— begin Extracted information —
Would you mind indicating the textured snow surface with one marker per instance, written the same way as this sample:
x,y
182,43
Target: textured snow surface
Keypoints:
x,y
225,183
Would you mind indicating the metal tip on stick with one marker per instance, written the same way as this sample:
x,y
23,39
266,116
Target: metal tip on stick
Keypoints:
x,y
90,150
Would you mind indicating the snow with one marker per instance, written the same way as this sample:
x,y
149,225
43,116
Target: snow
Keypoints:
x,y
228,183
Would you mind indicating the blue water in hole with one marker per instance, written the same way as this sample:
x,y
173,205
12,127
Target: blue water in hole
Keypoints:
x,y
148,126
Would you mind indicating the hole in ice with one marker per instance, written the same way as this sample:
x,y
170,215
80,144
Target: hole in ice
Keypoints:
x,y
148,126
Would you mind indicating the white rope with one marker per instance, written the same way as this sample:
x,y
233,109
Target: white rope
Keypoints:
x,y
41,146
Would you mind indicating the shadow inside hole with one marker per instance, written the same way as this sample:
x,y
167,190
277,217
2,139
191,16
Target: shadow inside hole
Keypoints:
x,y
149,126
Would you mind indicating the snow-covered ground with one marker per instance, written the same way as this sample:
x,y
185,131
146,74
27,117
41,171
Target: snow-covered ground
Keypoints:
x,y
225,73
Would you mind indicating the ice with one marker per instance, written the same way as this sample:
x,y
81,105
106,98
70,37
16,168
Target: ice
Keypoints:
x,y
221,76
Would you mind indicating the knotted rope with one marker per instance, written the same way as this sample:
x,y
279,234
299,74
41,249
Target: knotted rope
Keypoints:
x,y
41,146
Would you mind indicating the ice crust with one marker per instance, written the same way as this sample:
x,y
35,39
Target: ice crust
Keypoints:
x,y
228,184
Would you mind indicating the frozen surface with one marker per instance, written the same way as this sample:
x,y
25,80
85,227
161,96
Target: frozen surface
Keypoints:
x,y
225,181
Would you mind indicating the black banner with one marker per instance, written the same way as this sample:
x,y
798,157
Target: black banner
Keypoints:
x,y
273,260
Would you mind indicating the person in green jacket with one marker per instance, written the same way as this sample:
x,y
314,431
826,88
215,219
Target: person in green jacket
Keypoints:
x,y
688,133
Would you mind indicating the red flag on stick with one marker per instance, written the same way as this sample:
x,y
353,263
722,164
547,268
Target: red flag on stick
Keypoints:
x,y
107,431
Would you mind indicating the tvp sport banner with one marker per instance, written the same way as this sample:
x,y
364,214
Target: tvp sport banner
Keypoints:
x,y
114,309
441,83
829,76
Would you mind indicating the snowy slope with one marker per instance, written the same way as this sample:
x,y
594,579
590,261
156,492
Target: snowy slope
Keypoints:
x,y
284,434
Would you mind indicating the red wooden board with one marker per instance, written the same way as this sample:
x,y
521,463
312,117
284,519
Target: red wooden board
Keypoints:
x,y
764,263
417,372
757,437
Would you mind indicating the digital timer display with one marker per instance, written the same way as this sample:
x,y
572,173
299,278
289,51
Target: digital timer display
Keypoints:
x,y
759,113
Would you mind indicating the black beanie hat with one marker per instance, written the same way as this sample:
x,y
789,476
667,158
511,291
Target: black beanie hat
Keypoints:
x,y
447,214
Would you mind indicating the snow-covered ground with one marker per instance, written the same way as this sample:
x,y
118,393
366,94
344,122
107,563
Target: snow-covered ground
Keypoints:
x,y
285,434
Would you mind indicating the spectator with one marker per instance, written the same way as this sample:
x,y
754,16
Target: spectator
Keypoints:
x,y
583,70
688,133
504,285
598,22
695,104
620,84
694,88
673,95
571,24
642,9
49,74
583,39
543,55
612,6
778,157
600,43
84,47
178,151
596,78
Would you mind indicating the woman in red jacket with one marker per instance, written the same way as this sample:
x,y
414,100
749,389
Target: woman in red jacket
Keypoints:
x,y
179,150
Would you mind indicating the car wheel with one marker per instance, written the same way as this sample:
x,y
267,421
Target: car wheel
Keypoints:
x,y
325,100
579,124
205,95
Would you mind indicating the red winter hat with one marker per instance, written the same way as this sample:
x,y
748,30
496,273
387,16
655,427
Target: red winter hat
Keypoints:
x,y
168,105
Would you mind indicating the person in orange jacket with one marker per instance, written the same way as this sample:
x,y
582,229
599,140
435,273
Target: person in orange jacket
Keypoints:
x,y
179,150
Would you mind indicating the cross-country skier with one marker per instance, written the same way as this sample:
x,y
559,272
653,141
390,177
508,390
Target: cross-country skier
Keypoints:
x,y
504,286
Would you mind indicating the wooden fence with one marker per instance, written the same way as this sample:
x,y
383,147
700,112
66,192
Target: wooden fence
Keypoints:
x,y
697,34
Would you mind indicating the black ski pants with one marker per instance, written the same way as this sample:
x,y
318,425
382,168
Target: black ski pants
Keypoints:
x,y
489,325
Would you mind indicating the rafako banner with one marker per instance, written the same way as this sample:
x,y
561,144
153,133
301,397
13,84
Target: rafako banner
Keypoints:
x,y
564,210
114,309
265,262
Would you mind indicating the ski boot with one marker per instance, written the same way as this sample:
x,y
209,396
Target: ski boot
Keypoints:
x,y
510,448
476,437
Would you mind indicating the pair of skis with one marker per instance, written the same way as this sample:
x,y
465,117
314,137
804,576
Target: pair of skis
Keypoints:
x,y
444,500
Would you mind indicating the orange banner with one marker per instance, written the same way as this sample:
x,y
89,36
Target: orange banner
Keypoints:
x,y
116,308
— end Extracted information —
Reproduce all of the lines above, changing every occurrence of "one marker per instance" to "a single marker for each instance" and leaving everything else unchanged.

■ Reply:
Would you mind indicating the textured snow surface with a single marker for each instance, written the same way as this sample:
x,y
182,43
Target: textured snow surface
Keypoints:
x,y
225,183
Would you mind indicating the metal tip on stick with a single marker for each instance, written the same way as this sample:
x,y
23,39
266,116
Target: metal tip on stick
Keypoints:
x,y
90,150
Would you mind indicating the snow with a single marker for each instance, written the same way as this sample:
x,y
149,225
43,116
Target: snow
Keypoints:
x,y
228,183
Would you mind indicating the blue water in hole with a single marker for each instance, written the same way as this sample:
x,y
173,205
12,127
Target: blue water in hole
Keypoints:
x,y
148,126
Would you mind indicating the hole in ice with a single marker for each instance, written the same way as this sample:
x,y
170,215
80,144
Target: hole in ice
Keypoints:
x,y
148,126
Would you mind indicating the white rope with a single marker for each instance, written the same way as this sample:
x,y
233,109
Target: white rope
Keypoints:
x,y
41,146
Would you mind indicating the shadow inside hole with a single marker for each instance, written the same way as this sample:
x,y
167,190
277,217
2,139
191,16
Target: shadow inside hole
Keypoints:
x,y
149,126
Would you mind indicating the snow-covered ground with a single marker for each instance, written the same way as this sample:
x,y
185,131
146,74
27,117
41,171
Target: snow-covered ground
Keypoints:
x,y
225,73
Would you mind indicating the ice with a single marker for each instance, written the same way as this sample:
x,y
81,105
106,98
70,37
16,168
Target: ice
Keypoints:
x,y
221,76
Would you mind indicating the knotted rope with a single marker for each instance, written the same way as this sample:
x,y
279,234
299,74
41,249
Target: knotted rope
Keypoints:
x,y
41,146
Would you mind indicating the ice crust with a single marker for each instance, written the same way as this sample:
x,y
35,39
Target: ice crust
Keypoints:
x,y
228,184
Would you mind indicating the frozen surface with a single marker for each instance, written the same way as this sample:
x,y
25,80
85,227
161,96
Target: frozen surface
Keypoints:
x,y
225,181
Would you mind indicating the black banner with a single marker for each instance, written the same way as this sample:
x,y
798,157
Target: black banner
Keypoints:
x,y
273,260
Would you mind indicating the person in green jacket with a single marker for each instance, written the same way as this sample:
x,y
314,431
826,88
215,219
Target: person in green jacket
Keypoints:
x,y
688,133
Would you mind indicating the red flag on stick with a single marker for each instance, written the same way as this sample:
x,y
353,263
722,164
547,268
Target: red flag on stick
Keypoints:
x,y
107,431
Would you mind indicating the tvp sport banner with a single marker for each instance, written the same way as this sample:
x,y
364,214
Target: tvp sport banner
Keypoints:
x,y
114,309
441,83
829,76
Would you mind indicating the snowy slope with a single marker for each instance, written the same way as this sample:
x,y
594,579
590,261
156,492
Target: snowy slope
Keypoints:
x,y
284,434
Would you mind indicating the red wooden board with a single marker for each instance, written the same way as this sample:
x,y
521,463
312,117
284,519
Target: red wooden board
Keypoints:
x,y
764,263
417,372
757,437
Would you mind indicating the digital timer display with a single marker for each instance, written the same way as this sample:
x,y
572,173
299,278
289,51
Target: digital timer display
Keypoints:
x,y
759,113
Would you mind indicating the black beanie hat with a single marker for each instance, written the same way as this sample:
x,y
789,476
667,158
511,291
Target: black beanie hat
Keypoints:
x,y
447,214
Would you mind indicating the snow-covered ground with a single marker for each instance, written the same way as this sample:
x,y
118,393
366,94
344,122
107,563
Target: snow-covered ground
Keypoints:
x,y
285,434
Would you mind indicating the spectator with a single marker for each instance, written the same way as this sample:
x,y
754,16
Target: spectator
Keypoints:
x,y
583,70
688,133
504,285
598,22
695,104
620,84
694,88
673,95
571,24
642,9
49,74
583,39
543,55
612,6
778,157
600,43
84,47
178,151
596,78
Would you mind indicating the woman in red jacket with a single marker for each instance, written the same way as this sample:
x,y
414,100
749,389
Target: woman in red jacket
Keypoints:
x,y
179,150
Would you mind indicating the car wheel with a single marker for each instance, written the same way as this sample:
x,y
267,421
Target: car wheel
Keypoints:
x,y
325,100
579,124
205,95
Would you mind indicating the red winter hat with a single marker for each instance, written the same way as this sample:
x,y
748,30
496,273
387,16
655,427
Target: red winter hat
Keypoints:
x,y
168,105
Would you mind indicating the person in orange jacket with a single marker for each instance, written the same way as this sample:
x,y
582,229
599,140
435,273
Target: person in orange jacket
Keypoints:
x,y
179,150
Would you mind indicating the cross-country skier with a single marker for each instance, written the same way as this sample:
x,y
559,272
653,141
390,177
508,390
Target: cross-country skier
Keypoints:
x,y
504,286
Would you mind indicating the wooden fence with a single marker for each instance, written the same way as this sample:
x,y
383,147
700,112
66,192
Target: wooden fence
Keypoints:
x,y
697,34
Would you mind indicating the black ski pants with a single marker for each instance, written the same way as this sample:
x,y
318,425
382,168
Target: black ski pants
Keypoints:
x,y
489,325
Would you mind indicating the rafako banner with a single marker for each instance, written the same way as this sample:
x,y
561,144
153,133
301,397
13,84
Target: rafako banner
Keypoints:
x,y
564,210
114,309
265,262
Would you mind indicating the ski boot with a single marker for each instance, written the same way as this sample:
x,y
209,396
Target: ski boot
Keypoints:
x,y
510,448
476,437
Would you mind indicating the pair of skis with a single marker for each instance, written the same way as this sample:
x,y
465,117
314,137
804,576
Target: pair of skis
Keypoints:
x,y
444,500
Would you mind indicating the orange banner with a single marker for each instance, written the same way as this sample:
x,y
89,36
Target: orange banner
Keypoints:
x,y
116,308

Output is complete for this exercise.